Try it:
In the text on trust and explainability in AI models, which statistician is quoted as saying that all models are wrong, but some are useful?

------ Document excerpt

Do we only trust what we understand? This question arises from the fundamental assumption we make in constructing explainability methods for artificial intelligence-based models. This assumption leads to a predominant argumentative line in which explainability is seen as necessary for us to trust the results generated by the model. However, this may not necessarily be a decisive factor for increasing trust.
The statistician George Box says that “all models are wrong, but some are useful”. In the case of the explanations we have for AI-based models, we can say that “many explanations are wrong, but some are useful”.

------------
------ Entries shown

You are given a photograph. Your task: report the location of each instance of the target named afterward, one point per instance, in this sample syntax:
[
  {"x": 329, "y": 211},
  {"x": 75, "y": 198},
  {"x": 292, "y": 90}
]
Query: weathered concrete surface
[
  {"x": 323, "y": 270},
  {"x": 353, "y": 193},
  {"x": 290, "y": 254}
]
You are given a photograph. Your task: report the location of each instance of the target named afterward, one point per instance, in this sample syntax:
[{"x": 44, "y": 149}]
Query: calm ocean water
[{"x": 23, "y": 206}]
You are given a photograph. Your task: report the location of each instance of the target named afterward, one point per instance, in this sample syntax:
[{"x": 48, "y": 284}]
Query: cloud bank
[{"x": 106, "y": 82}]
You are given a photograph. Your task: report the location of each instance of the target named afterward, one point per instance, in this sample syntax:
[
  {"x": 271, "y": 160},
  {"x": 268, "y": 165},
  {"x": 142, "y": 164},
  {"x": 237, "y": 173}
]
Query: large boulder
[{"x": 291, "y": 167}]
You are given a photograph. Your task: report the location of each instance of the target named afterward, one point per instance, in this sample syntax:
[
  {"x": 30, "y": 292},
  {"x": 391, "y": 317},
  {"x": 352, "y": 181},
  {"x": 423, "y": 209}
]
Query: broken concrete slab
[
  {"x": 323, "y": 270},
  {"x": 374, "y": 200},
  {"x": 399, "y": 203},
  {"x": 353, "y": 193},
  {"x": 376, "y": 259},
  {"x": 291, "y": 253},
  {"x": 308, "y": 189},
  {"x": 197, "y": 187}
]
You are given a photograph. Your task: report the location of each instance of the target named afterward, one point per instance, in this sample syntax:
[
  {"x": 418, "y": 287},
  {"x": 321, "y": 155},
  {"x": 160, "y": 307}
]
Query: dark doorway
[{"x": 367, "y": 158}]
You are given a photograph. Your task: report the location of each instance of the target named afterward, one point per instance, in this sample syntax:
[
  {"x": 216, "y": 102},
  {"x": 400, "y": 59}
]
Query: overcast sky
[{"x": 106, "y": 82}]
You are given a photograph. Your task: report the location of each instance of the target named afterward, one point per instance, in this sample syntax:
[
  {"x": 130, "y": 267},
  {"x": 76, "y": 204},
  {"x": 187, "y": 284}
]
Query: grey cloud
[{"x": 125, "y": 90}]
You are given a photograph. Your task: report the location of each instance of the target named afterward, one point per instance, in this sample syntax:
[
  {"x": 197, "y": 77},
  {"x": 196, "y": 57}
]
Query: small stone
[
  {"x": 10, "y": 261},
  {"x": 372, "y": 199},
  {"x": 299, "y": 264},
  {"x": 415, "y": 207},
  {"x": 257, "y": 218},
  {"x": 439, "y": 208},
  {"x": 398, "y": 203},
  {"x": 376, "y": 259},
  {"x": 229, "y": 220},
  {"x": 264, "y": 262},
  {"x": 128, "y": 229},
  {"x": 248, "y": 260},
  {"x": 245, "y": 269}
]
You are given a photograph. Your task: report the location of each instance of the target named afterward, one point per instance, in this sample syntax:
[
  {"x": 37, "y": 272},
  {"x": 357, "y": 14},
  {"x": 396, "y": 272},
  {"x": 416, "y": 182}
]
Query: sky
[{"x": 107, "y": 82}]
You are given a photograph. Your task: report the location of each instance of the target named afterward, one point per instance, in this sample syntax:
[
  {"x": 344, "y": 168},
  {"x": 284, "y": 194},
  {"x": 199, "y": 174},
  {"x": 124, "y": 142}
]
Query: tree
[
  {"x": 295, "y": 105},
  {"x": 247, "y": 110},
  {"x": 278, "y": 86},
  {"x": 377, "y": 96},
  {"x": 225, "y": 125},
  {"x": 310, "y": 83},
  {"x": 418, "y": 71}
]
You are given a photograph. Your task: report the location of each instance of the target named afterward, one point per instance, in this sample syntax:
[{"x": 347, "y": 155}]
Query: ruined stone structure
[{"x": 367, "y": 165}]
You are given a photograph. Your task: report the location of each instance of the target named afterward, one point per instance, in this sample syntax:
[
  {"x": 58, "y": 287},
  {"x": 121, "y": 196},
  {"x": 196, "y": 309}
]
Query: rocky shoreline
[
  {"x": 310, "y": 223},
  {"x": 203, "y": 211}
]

------------

Task answer:
George Box.